START Passage to read
Pharmacy techs tackle expanded role


Are the nation’s more than 330,000 pharmacy technicians ready to step up to a higher level of patient services and a more demanding but rewarding career?

For most pharmacy techs, that step up in duties is either fast approaching or has already begun. Given the massive changes sweeping the severely stressed U.S. healthcare system and the retail, clinical and hospital pharmacies that serve it, thousands of technicians in those settings are already taking on meatier roles as they fill the void left by pharmacists called on to perform additional clinical services.

The additional support needed by technicians is a direct result of the fundamental shifts in patient care responsibilities that are transforming the pharmacy workplace. As overburdened primary care physicians turn to pharmacists, nurse practitioners and other health professionals to take on more of the routine care and monitoring of patients, pharmacists are focusing increasingly less on prescription drug dispensing, pharmacy administration and insurance adjudication. With physicians looking to ease their patient caseloads for routine conditions, hospitals releasing patients “quicker and sicker,” and health plan payers desperately scrambling for more cost-effective ways to improve their patients’ health and well-being, pharmacists are taking on increasing responsibility for such clinical services as patient education and oversight, disease management, immunizations and medication therapy management.

Given the growing complexity of the position, training and certification are fast becoming a basic requirement for any post as a pharmacy technician. “More and more employers are requiring pharmacy technician certification,” the American Society of Health System Pharmacists noted. “Most pharmacy technician job postings say that they want candidates who are either already certified or are currently enrolled in pharmacy technician school.”

At this point, only a relative handful of states — Colorado, the District of Columbia, Georgia, Hawaii, Michigan, New York, Pennsylvania and Wisconsin — “currently do not require registration, licensure or certification of pharmacy technicians,” according to the Pharmacy Technician Certification Board. And a growing number of states — a total of 16, according to the “2011 Survey of Pharmacy Law” from the National Association of Boards of Pharmacy — now require that all pharmacy techs be certified by PTCB or other accrediting body before working behind the counter.
END Passage to read
START Exercise data
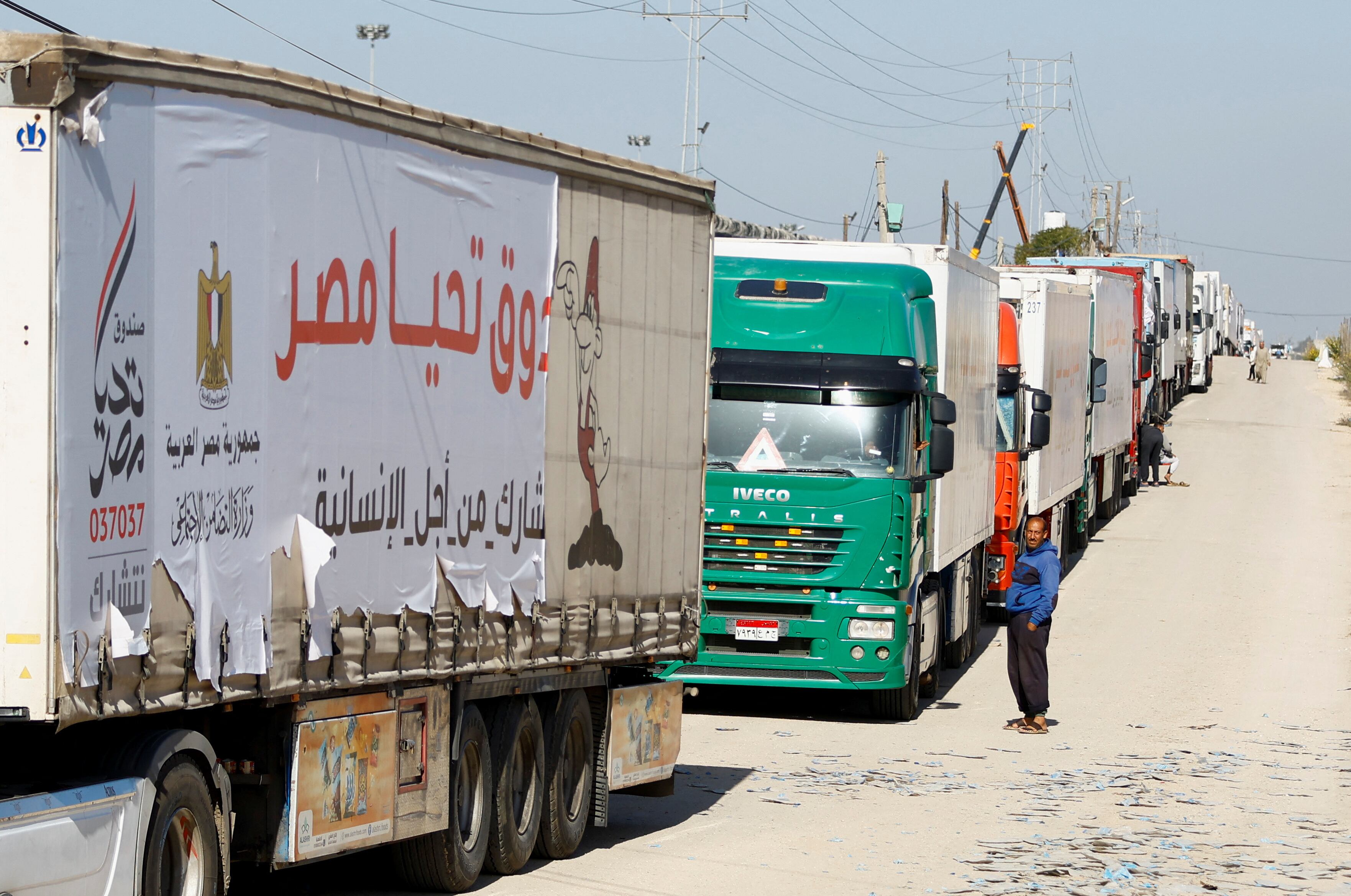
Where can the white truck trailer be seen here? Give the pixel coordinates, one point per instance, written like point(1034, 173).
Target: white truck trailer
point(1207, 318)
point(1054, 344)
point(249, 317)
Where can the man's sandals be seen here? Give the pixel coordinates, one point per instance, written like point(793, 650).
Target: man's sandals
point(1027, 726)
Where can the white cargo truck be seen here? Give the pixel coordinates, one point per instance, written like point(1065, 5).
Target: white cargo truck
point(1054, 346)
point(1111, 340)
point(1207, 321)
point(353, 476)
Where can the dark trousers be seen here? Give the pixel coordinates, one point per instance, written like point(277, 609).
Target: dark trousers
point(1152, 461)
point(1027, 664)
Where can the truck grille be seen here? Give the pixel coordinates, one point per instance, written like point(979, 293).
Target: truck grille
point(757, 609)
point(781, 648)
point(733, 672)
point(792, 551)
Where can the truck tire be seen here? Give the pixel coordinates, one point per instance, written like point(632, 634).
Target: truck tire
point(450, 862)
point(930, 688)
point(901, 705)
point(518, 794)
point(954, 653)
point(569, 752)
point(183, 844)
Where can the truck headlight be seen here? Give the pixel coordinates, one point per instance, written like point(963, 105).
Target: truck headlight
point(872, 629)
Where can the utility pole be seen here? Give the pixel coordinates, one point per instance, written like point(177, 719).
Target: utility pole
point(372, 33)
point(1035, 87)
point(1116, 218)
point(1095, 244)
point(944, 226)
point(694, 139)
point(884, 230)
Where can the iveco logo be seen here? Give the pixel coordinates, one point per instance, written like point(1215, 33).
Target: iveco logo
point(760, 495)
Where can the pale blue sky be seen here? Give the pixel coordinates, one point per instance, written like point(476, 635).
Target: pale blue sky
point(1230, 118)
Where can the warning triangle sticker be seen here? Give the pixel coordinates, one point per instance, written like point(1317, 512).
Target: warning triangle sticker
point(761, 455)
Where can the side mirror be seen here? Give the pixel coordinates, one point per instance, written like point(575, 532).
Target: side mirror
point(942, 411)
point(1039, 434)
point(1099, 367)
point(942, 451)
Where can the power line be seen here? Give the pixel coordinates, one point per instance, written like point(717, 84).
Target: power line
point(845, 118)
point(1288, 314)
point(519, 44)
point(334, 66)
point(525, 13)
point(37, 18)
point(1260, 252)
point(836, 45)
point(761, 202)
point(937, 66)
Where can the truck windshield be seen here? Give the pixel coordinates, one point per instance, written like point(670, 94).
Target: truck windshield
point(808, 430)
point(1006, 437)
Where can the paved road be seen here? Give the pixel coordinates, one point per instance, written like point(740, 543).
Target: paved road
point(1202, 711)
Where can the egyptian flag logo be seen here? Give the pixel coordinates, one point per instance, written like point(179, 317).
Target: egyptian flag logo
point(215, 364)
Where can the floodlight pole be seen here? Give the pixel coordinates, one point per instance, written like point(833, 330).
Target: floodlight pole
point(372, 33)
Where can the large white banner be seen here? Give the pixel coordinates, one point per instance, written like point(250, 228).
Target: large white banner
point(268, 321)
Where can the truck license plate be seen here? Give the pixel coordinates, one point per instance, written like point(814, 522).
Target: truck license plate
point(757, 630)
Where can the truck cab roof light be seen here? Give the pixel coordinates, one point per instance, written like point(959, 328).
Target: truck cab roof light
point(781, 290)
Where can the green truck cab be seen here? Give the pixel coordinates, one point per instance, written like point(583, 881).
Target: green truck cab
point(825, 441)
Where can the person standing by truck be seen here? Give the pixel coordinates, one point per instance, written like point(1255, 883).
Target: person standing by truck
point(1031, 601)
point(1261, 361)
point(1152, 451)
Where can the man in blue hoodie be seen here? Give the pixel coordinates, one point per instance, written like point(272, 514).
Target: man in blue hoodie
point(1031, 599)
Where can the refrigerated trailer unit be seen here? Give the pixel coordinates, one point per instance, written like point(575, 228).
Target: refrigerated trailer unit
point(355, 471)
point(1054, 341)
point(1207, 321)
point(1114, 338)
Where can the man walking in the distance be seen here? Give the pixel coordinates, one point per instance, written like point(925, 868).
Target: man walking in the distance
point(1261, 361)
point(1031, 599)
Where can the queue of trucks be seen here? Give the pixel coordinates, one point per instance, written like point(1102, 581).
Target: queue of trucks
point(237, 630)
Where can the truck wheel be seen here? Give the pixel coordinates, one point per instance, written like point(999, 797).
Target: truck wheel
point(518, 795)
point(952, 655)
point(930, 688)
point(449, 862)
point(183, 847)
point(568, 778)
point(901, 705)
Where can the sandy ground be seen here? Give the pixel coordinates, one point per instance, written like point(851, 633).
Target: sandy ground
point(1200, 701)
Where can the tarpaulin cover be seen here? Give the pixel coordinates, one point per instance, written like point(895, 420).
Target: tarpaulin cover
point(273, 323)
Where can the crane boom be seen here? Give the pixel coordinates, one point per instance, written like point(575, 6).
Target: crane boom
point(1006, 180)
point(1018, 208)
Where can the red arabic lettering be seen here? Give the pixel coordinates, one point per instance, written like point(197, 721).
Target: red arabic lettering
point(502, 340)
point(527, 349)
END Exercise data
- _Exercise tasks_:
a - Answer these questions using the article on pharmacy technicians. Give each answer on its own line, marked like its question.
(i) How many pharmacy technicians does the article say the nation has?
(ii) Which organization observed that "More and more employers are requiring pharmacy technician certification"?
(iii) According to the "2011 Survey of Pharmacy Law," how many states require all pharmacy techs to be certified before working behind the counter?
b - Summarize the article on pharmacy technicians in two sentences.
c - Continue the article on pharmacy technicians from its last sentence.

- _Results of the exercise_:
a -
(i) More than 330,000.
(ii) The American Society of Health System Pharmacists.
(iii) A total of 16.

b - As pharmacists take on more clinical services such as patient education, disease management, immunizations and medication therapy management, pharmacy technicians are taking on larger roles to fill the gap. Training and certification are fast becoming a basic requirement for technicians, and a growing number of states, 16 according to a 2011 survey, require certification before techs work behind the counter.

c -
PTCB urges techs to “consult their state board of pharmacy for complete and current pharmacy regulations and practice acts.”

The growth of tech responsibilities and the rise in training requirements go hand in hand. “With increasing levels of training and certification, the role of the tech continues to evolve,” the Bureau of Labor Statistics noted in a recent report. “In many cases, he or she handles virtually every step of the prescription dispensing workload, up until final verification of the script by the pharmacist before it goes to the patient. Techs also may establish and maintain patient profiles, prepare insurance claim forms, and stock and take inventory of prescription and over-the-counter medications.”

“As cost-conscious insurers begin to use pharmacies as patient care centers and pharmacists become more involved in patient care, pharmacy technicians will continue to see an expansion of their role,” the bureau report predicted.

At its most basic level, the forces that are reshaping the roles of pharmacists and pharmacy technicians are driven by “the power of community pharmacy services to improve health and reduce costs,” said Steve Anderson, president and CEO of the National Association of Chain Drug Stores, at the organization’s annual meeting April 22.

“The value added by community pharmacy — in the areas of medication counseling, health education, screenings, vaccinations and disease state management — can add tremendous value to a healthcare system that needs solutions that are cost-effective, high-quality and patient-centric,” Anderson said.

NACDS, for its part, is on record supporting “mandatory requirements for training and evaluating technicians.” The organization also favors the adoption by all state boards of pharmacy of a set of standards that would “require employer-based pharmacy technician training programs and evaluation exams” to provide techs with “hands-on training and interaction with pharmacists.”

Pressure for a training and certification standard for pharmacy techs also is coming from state boards of pharmacy. Although, at present, “only a few states require you to be certified,” ASHP noted, “that list is growing as pharmacists depend more on technicians for support.”

What’s more, noted a report from the National Pharmacy Technician Association, “with the invention of e-prescribing, pharmacy technicians may find they may need to attend training on electronic prescribing and protocol in the pharmacy … as more pharmacies adapt to more efficient and electronically savvy ways of doing business.”